**REQUIREMENT**
Extract every item below and copy each one word for word.

━━━━━━━━━━

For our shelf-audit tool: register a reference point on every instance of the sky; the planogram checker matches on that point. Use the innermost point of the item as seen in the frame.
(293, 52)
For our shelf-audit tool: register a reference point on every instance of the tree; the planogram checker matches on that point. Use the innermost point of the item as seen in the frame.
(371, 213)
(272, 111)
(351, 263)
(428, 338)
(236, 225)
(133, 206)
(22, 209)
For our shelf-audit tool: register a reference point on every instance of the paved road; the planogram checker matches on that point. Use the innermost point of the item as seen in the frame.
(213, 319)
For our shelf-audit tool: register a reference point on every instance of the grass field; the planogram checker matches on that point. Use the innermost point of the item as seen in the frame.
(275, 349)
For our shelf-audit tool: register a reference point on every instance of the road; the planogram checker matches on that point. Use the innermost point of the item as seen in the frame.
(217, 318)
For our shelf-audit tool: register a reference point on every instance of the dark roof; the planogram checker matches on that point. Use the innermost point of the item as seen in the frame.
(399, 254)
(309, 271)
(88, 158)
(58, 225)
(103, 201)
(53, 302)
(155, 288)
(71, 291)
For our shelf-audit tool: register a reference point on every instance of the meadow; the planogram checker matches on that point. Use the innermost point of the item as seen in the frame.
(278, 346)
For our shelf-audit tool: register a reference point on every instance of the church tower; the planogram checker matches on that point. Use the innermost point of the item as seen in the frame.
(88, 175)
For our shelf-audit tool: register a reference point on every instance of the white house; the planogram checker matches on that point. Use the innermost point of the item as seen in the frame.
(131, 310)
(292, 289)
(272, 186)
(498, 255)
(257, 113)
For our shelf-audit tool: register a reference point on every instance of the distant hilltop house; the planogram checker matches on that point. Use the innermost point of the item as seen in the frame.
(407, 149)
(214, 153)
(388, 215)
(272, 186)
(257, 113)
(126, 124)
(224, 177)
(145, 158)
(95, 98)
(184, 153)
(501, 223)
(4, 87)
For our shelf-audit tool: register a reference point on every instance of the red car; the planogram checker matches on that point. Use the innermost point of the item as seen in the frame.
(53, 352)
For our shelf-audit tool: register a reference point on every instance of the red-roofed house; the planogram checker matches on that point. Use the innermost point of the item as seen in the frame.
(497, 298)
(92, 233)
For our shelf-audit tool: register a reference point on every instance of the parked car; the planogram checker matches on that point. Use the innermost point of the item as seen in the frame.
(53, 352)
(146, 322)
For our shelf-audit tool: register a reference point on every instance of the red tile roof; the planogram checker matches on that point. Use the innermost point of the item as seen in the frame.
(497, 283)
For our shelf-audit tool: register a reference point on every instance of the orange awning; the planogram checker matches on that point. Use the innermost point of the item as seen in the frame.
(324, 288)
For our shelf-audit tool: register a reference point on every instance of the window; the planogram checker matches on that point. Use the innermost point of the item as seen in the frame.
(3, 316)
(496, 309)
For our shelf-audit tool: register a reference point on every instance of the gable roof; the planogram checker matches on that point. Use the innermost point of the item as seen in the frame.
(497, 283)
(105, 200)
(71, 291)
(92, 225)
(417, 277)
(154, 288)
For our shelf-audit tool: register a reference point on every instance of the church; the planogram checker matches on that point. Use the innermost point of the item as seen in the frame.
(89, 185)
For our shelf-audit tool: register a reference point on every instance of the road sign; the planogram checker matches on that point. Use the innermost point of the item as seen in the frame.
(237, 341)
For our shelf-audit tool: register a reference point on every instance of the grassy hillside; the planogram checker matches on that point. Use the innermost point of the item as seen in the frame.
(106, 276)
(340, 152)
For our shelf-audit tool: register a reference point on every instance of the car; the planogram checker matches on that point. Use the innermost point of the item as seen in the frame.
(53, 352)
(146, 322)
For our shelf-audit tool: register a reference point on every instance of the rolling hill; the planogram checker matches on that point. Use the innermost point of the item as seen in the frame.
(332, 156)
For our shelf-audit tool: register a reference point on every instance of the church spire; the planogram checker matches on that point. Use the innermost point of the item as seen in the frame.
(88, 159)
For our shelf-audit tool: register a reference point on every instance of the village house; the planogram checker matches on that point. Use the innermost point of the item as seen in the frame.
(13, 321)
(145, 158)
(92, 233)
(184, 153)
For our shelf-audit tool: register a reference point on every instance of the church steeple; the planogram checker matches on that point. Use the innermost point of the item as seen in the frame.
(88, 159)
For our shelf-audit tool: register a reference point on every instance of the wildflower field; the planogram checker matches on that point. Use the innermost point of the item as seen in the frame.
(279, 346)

━━━━━━━━━━

**ANSWER TO THE EXERCISE**
For our shelf-audit tool: register a reference point on every instance of the sky; the planogram checker matches on that point. Use the innermost point of the item as seen in the frame.
(293, 52)
For our shelf-audit tool: register a reference point on every instance of the tree; the planogram checker matches on that point. Use the innermost point of the item as seen in the frame.
(371, 213)
(272, 111)
(351, 263)
(428, 338)
(236, 225)
(133, 206)
(22, 209)
For our shelf-audit tool: register a reference point on every instance of the paved road; the planogram checker matches on that point. Use the innermost point of the item as seen in the frame.
(213, 319)
For our shelf-audit tool: register a reference point on every instance of the grass field; the planogram checker matches on that point. Use the innermost point of the item as seen in the frame.
(275, 349)
For our shelf-audit tool: register a reference point on every instance of the road; the planogram checker matches on that point. Use the innermost point of the item as seen in the frame.
(217, 318)
For our shelf-audit tool: register a reference point on every instance of the dark roof; the planogram checker matches on that point. Use the innermost point of the item as seen in the frame.
(399, 254)
(309, 271)
(88, 158)
(58, 225)
(103, 201)
(53, 302)
(155, 288)
(71, 291)
For our shelf-audit tool: register a reference point on every instance of the meadow; the planogram checker matches on that point. Use the innermost point of the item as seen in the frame.
(278, 346)
For our shelf-audit tool: register a reference point on every instance of the church tower; the planogram checker matches on that point. Use the innermost point of the item as seen in the frame.
(88, 175)
For our shelf-audit tool: register a reference point on every instance of the white house; the planogram checker matches on that point. Use the innermost point of the item as seen in the frame.
(131, 310)
(292, 289)
(272, 186)
(498, 255)
(257, 113)
For our shelf-audit tool: register a reference point on every instance of the distant hilltop house; the planogram checker matches on that point. Use the innermost point of the item as seen in the frame.
(407, 149)
(214, 153)
(388, 215)
(272, 186)
(257, 113)
(126, 124)
(224, 177)
(145, 158)
(95, 98)
(184, 153)
(501, 223)
(4, 87)
For our shelf-audit tool: register a reference point on every instance of the red car; the planogram checker matches on that point. Use the innermost point of the item as seen in the frame.
(53, 352)
For our shelf-audit tool: register a reference point on every instance of the red-roofed house; the planogram checker matches on that point. Use the innermost point of the item as seen in the frame.
(497, 298)
(92, 233)
For our shelf-audit tool: register a reference point on every instance of the parked car; the planogram checker matches on that point. Use the innermost point of the item as seen in the frame.
(53, 352)
(146, 322)
For our shelf-audit tool: register a reference point on every instance of the red tile roof; the planogram checker matches on that point. Use the innermost point of the item as seen in the frame.
(497, 283)
For our shelf-audit tool: register a reference point on every instance of the orange awning; the planogram checker matches on that point. Use the innermost point of the item as seen in the frame.
(324, 288)
For our shelf-audit tool: register a reference point on every instance of the window; the planogram checker matches on that point. Use the innermost point of the item as seen in the frame.
(3, 316)
(496, 309)
For our shelf-audit tool: register a reference point on every instance of the gable roof; the planogram checker matches on that point. Use the innermost point of the item as seen in the frame.
(497, 283)
(105, 200)
(71, 291)
(92, 225)
(417, 277)
(154, 288)
For our shelf-audit tool: register a reference point on every instance of the church; the planogram checker matches on that point. Use the innermost point of the item as seen in the frame.
(89, 185)
For our shelf-audit tool: register a reference point on every instance of the road sign; the planogram checker matches on that point. Use the innermost point of the item as seen in the frame.
(237, 341)
For our shelf-audit tool: register a reference point on every instance of the grassy hillside; the planogram checker matches on that point. Use the innermost point of the item as seen in the frame.
(106, 276)
(340, 152)
For our shelf-audit tool: register a reference point on every instance of the car; the planogram checker matches on that point. Use the innermost point of the item as seen in the frame.
(53, 352)
(146, 322)
For our shelf-audit tool: register a reference point on every instance of the rolling hill; the planogram checker matches on that point. Use the innermost point of the item as seen in the frame.
(332, 156)
For our shelf-audit tool: register a reference point on every instance of the church spire; the planogram checker matches on that point. Use the innermost point of the item as seen in the frame.
(88, 159)
For our shelf-audit tool: register a reference point on every instance of the village house; the planogram checker matches on that point. Use the innermost point of the item as seen in the frame.
(13, 321)
(145, 158)
(92, 233)
(184, 153)
For our shelf-audit tool: register a reference point on every instance of the church steeple; the planogram checker matches on that point. Use the innermost point of the item as seen in the frame.
(88, 159)
For our shelf-audit tool: register a reference point on every instance of the wildflower field; the planogram checker matches on that point. Use the innermost point of the item as seen in the frame.
(279, 346)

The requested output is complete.